# Task brief:
Type out all the records word for word. Any pictures are to be left out.

[Photo-based referring expression data]
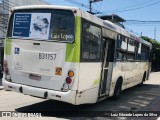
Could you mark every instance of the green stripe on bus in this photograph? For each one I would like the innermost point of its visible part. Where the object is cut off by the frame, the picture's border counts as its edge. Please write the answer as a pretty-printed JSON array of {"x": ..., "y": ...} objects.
[
  {"x": 7, "y": 47},
  {"x": 73, "y": 49}
]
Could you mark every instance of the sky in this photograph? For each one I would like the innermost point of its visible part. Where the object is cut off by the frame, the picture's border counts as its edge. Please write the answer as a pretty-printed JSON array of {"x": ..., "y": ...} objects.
[{"x": 141, "y": 10}]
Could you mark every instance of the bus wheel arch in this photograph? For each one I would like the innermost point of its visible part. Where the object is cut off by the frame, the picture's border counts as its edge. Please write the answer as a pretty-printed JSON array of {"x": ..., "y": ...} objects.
[{"x": 118, "y": 88}]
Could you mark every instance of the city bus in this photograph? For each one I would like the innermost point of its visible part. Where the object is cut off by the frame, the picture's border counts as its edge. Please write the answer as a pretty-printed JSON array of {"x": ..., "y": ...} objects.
[{"x": 66, "y": 54}]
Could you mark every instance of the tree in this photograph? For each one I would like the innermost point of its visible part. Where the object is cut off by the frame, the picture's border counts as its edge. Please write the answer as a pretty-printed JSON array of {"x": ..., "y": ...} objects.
[{"x": 155, "y": 53}]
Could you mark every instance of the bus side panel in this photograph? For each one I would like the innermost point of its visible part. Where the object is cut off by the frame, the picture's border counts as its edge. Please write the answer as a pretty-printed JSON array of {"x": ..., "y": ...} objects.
[
  {"x": 88, "y": 87},
  {"x": 118, "y": 71}
]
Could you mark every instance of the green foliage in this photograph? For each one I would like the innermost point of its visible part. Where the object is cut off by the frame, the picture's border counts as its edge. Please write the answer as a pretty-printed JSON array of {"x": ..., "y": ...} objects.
[{"x": 154, "y": 43}]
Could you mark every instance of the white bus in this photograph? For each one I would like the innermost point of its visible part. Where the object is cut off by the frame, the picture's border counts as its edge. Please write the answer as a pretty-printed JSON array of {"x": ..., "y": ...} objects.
[{"x": 66, "y": 54}]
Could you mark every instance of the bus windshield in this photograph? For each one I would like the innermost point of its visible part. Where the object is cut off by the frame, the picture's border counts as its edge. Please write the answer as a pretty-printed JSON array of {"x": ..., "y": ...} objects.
[{"x": 49, "y": 25}]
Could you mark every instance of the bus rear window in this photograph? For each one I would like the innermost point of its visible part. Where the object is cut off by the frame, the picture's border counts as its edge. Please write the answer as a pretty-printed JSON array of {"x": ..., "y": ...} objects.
[{"x": 51, "y": 25}]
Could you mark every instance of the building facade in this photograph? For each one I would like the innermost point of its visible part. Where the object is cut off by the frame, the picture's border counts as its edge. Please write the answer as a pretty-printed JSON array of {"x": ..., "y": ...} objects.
[{"x": 5, "y": 7}]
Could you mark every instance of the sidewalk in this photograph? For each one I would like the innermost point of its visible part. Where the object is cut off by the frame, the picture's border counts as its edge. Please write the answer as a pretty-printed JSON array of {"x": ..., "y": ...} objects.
[{"x": 1, "y": 87}]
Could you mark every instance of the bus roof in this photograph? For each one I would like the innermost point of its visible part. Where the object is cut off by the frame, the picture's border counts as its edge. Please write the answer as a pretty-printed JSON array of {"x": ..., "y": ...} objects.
[
  {"x": 90, "y": 17},
  {"x": 45, "y": 7}
]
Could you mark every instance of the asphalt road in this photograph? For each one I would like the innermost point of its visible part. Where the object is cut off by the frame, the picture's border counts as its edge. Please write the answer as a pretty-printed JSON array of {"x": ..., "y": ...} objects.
[{"x": 144, "y": 98}]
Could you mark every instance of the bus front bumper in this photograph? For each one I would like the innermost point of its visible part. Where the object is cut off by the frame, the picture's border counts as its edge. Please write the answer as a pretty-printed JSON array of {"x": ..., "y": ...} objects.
[{"x": 68, "y": 96}]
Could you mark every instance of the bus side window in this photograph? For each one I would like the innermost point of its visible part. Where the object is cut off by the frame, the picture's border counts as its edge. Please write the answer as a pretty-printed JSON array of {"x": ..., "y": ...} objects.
[
  {"x": 121, "y": 47},
  {"x": 91, "y": 42},
  {"x": 131, "y": 50}
]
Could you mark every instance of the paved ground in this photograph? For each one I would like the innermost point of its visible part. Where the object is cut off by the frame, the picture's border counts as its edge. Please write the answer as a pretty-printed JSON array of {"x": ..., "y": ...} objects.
[{"x": 145, "y": 98}]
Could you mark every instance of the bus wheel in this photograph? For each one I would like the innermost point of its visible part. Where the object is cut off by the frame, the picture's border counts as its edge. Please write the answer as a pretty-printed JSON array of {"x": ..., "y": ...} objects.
[{"x": 117, "y": 90}]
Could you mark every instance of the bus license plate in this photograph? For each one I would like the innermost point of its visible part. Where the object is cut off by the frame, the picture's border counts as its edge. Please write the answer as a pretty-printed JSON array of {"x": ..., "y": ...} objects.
[{"x": 34, "y": 77}]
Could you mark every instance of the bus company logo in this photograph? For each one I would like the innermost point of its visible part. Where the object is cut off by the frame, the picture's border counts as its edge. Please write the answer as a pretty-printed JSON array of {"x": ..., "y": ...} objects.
[{"x": 17, "y": 50}]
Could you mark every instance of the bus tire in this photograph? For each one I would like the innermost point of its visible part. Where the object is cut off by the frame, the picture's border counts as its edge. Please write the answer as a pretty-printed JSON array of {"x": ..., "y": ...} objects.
[{"x": 117, "y": 90}]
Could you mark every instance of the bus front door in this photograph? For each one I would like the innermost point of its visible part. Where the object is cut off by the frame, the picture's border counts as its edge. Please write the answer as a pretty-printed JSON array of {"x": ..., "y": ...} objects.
[{"x": 107, "y": 65}]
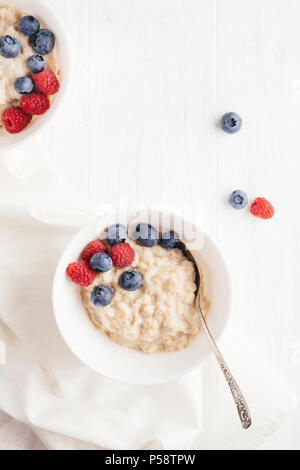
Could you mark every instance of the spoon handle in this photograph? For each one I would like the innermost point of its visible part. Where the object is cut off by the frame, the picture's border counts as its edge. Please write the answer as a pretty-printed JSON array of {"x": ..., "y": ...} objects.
[{"x": 241, "y": 404}]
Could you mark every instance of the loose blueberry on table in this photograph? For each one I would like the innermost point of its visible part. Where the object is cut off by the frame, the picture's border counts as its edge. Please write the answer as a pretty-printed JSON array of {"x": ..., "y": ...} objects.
[
  {"x": 238, "y": 199},
  {"x": 41, "y": 80},
  {"x": 231, "y": 123}
]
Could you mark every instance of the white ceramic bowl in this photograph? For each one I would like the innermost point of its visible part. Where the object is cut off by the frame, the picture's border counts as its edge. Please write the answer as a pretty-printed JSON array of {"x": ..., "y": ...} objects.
[
  {"x": 45, "y": 15},
  {"x": 122, "y": 364}
]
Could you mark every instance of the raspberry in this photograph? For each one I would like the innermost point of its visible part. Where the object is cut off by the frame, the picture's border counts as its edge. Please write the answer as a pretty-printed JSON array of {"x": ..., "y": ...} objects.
[
  {"x": 15, "y": 120},
  {"x": 35, "y": 103},
  {"x": 122, "y": 255},
  {"x": 46, "y": 81},
  {"x": 91, "y": 249},
  {"x": 262, "y": 208},
  {"x": 81, "y": 274}
]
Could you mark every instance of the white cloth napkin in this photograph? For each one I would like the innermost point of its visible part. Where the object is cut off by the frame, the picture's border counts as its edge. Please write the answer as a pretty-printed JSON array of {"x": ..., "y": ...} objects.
[{"x": 71, "y": 407}]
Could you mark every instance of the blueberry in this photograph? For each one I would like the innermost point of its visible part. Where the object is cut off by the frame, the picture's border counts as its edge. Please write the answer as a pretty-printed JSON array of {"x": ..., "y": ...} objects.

# Task solution:
Could you mark every instance of the green stripe on bus in this photograph? For each one I would like the innermost point of its visible part. Where the object is cut off by the frame, the picture's border counts as its edge. Please write the answer as a pretty-printed JSON array of {"x": ..., "y": ...} objects.
[
  {"x": 7, "y": 47},
  {"x": 73, "y": 49}
]
Could you mark every instance of the sky in this photograph? For each one I would like the innermost point of its visible part. Where the object is cut off by the frame, the picture's border counts as its edge. Please write the answer as a pretty-printed JSON array of {"x": ..., "y": ...} objects.
[{"x": 141, "y": 10}]
Could you mark every instance of the bus wheel arch in this photograph? For each one I would like the innermost point of its visible part. Where the object is cut off by the frame, the picture's border counts as its edge. Please write the answer as a pretty-printed JSON array of {"x": ..., "y": ...} objects.
[{"x": 118, "y": 88}]
Could you mark every instance of the city bus in this photograph? For each one I would like the innermost point of its visible part. Where the object is cut off by the frame, the picture's border counts as its edge. Please write the answer as a pretty-printed JSON array of {"x": ..., "y": ...} objects.
[{"x": 66, "y": 54}]
Could you mark every instance of the tree in this photograph? For each one I would like the innermost point of its visible part. Where the object is cut off by the frame, the picture's border counts as its edge. Please write the answer as a pretty-printed JSON array of {"x": ..., "y": ...} objects.
[{"x": 155, "y": 53}]
Could you mark every instance of the bus side panel in this photograph? For each one I would like the innermost point of its visible part. Where the object is cut off by the frame, the picture's border counts as its edge. Please write the answer as a pretty-printed JSON array of {"x": ..., "y": ...} objects.
[
  {"x": 88, "y": 87},
  {"x": 118, "y": 71}
]
Could you mark every instance of the green foliage in this photograph? For each one I would like the innermost point of its visible part. Where the object is cut off by the frame, the picture's border counts as its edge. Please write the answer as a pretty-printed JSON array of {"x": ..., "y": ...} objects.
[{"x": 154, "y": 43}]
Could you mark every instance of the white bus in this photograph? For each one I would like the innermost point of its visible part. Where the object is cut off by the frame, the picture's border counts as its edge. Please write the answer as a pretty-printed JSON array of {"x": ..., "y": ...} objects.
[{"x": 66, "y": 54}]
Could you mark every instance of the bus windshield in this photograph? For each one I would like the innermost point of its visible part. Where the object is cut off by the frame, the picture's border counts as its edge. Please write the answer as a pretty-printed JSON array of {"x": ..., "y": ...} objects.
[{"x": 49, "y": 25}]
Could you mark every instance of the bus rear window in this photograph? For each one I would like the innermost point of its visible part. Where the object is cut off by the frame, the picture's border counts as its edge. Please write the answer as a pretty-printed JSON array of {"x": ..., "y": ...} objects.
[{"x": 51, "y": 25}]
Could you mark every instance of the building facade in this photograph? For each one I would like the innermost point of its visible part. Where the object is cut off by the frame, the picture's border counts as its edge. Please write the answer as a pretty-printed JSON array of {"x": ..., "y": ...} objects.
[{"x": 5, "y": 7}]
Could you mark every instance of the sidewalk in this photograph? For each one I would like the innermost point of its visible part. Where the object is cut off by the frame, the picture's border counts as its edge. Please write the answer as a pretty-printed JSON array of {"x": ..., "y": ...} objects.
[{"x": 1, "y": 87}]
Could you mark every instance of the bus roof in this photograph? For each one I would like the innermost point of its visible part. Where the object is cut off by the frame, the picture's border counts as its edge. Please write the answer as a pretty-printed JSON array of {"x": ..., "y": ...} objects.
[
  {"x": 90, "y": 17},
  {"x": 45, "y": 7}
]
Could you mark every instance of the asphalt road in this photograph? For each one I would like the innermost point of its visible part. Where the object is cut off by the frame, the picture's border counts as its edge. Please write the answer as a pretty-printed JSON array of {"x": ..., "y": ...} objects.
[{"x": 144, "y": 98}]
Could you mark every instance of the bus front bumper in this photograph? For each one I would like the innermost point of its visible part. Where the object is cut off by the frame, the picture's border counts as its edge. Please write the answer as a pretty-printed JSON array of {"x": ..., "y": ...} objects.
[{"x": 68, "y": 96}]
Could you mark every instance of the bus side window in this photograph? For each one I would like the innermost point of its visible part. Where the object is cut off by the frame, the picture's border counts as its edge. Please write the answer as a pretty-printed JSON array of {"x": ..., "y": ...} objects.
[
  {"x": 121, "y": 47},
  {"x": 91, "y": 42},
  {"x": 131, "y": 50}
]
Could you mark every instance of the paved ground in this photograph? For each one I would like the innermost point of its visible part. Where the object is cut off by the frame, the picture's border counts as its edge. Please write the answer as a pretty-printed JSON array of {"x": ..., "y": ...} objects.
[{"x": 145, "y": 98}]
Could you mark every instance of the bus wheel in this photograph? For each one I would like the innermost point of its visible part. Where the object is cut off by the frame, the picture's border counts as its edge. Please write the answer as a pretty-printed JSON array of {"x": ..., "y": ...} objects.
[{"x": 117, "y": 90}]
Could you mark every instance of the bus license plate in this photograph? For each one I would like the innermost point of its visible part. Where the object is cut off by the frame, the picture's border counts as its edge. Please write the answer as a pretty-printed JSON array of {"x": ..., "y": ...} objects.
[{"x": 34, "y": 77}]
Could you mark every instance of the bus company logo in this photograph? For each one I would like the innermost point of its visible part. Where the object is cut off by the frame, the picture's border counts as its edge. Please write the answer as a pretty-printed JSON array of {"x": ..., "y": ...} objects.
[{"x": 17, "y": 50}]
Could you mark every instance of the bus tire in this photograph? For each one I would like the innermost point of its visible part. Where the object is cut off by the frame, the picture's border counts as its edge. Please write the answer as a pretty-printed JSON array of {"x": ..., "y": ...} objects.
[{"x": 117, "y": 90}]
Could you mark every instance of the bus front door in this photograph? For each one I would like the innermost point of its visible part. Where the object is cut off by the frame, the picture's border counts as its edge. Please write the answer as a pretty-printed JSON array of {"x": ..., "y": ...} objects.
[{"x": 107, "y": 65}]
Could you mark every instance of the spoon handle in this photograph? For each one I would like the innermost point of its visible part. Where the object is cut off by the frame, the picture's border counts as its edge. Please write the answer as a pretty-printed JSON array of {"x": ..., "y": ...} objects.
[{"x": 241, "y": 404}]
Could you mark every instance of the loose blueberry on table in this photograph? For each one I would like the innermost point of its visible part. Where the object is cut off by the frame, the picture's border counts as its edge. Please write the answer as a pretty-printed JSON array of {"x": ..., "y": ...} objects.
[
  {"x": 238, "y": 199},
  {"x": 41, "y": 80},
  {"x": 231, "y": 123}
]
Could you mark every instance of the white ceramic bowl in this photograph? For each one I would like the innermost point of its visible part. Where the object is cut off by the frame, the picture's border counts as its edge. Please write the answer as a pretty-printed JSON array of {"x": ..., "y": ...} objects.
[
  {"x": 45, "y": 15},
  {"x": 122, "y": 364}
]
Could you mark every instance of the raspberry in this photograph? For each one I would like the innermost point of its visible part. Where the object is cut off by the frame, the picture's border counts as its edge. Please write the answer as a pretty-printed JSON array of {"x": ..., "y": ...} objects.
[
  {"x": 15, "y": 120},
  {"x": 35, "y": 103},
  {"x": 122, "y": 255},
  {"x": 46, "y": 81},
  {"x": 91, "y": 249},
  {"x": 262, "y": 208},
  {"x": 81, "y": 274}
]
Could you mark every instance of the white cloth napkin in this photograph? For each one I would like the innermost point of its visible part. Where the object is cut off by the frame, the picture's border counts as its edge. Please write the answer as a pretty-printed JSON array of {"x": ..., "y": ...} objects.
[{"x": 71, "y": 407}]
Could you mark every instance of the blueberry in this photograph? For each one I would like the innermost point of its visible part. Where the object is cut off by the frame, the picture's border counts as its edge. Please write the answer as a pretty-printed JSON array of {"x": ..., "y": ...} objects.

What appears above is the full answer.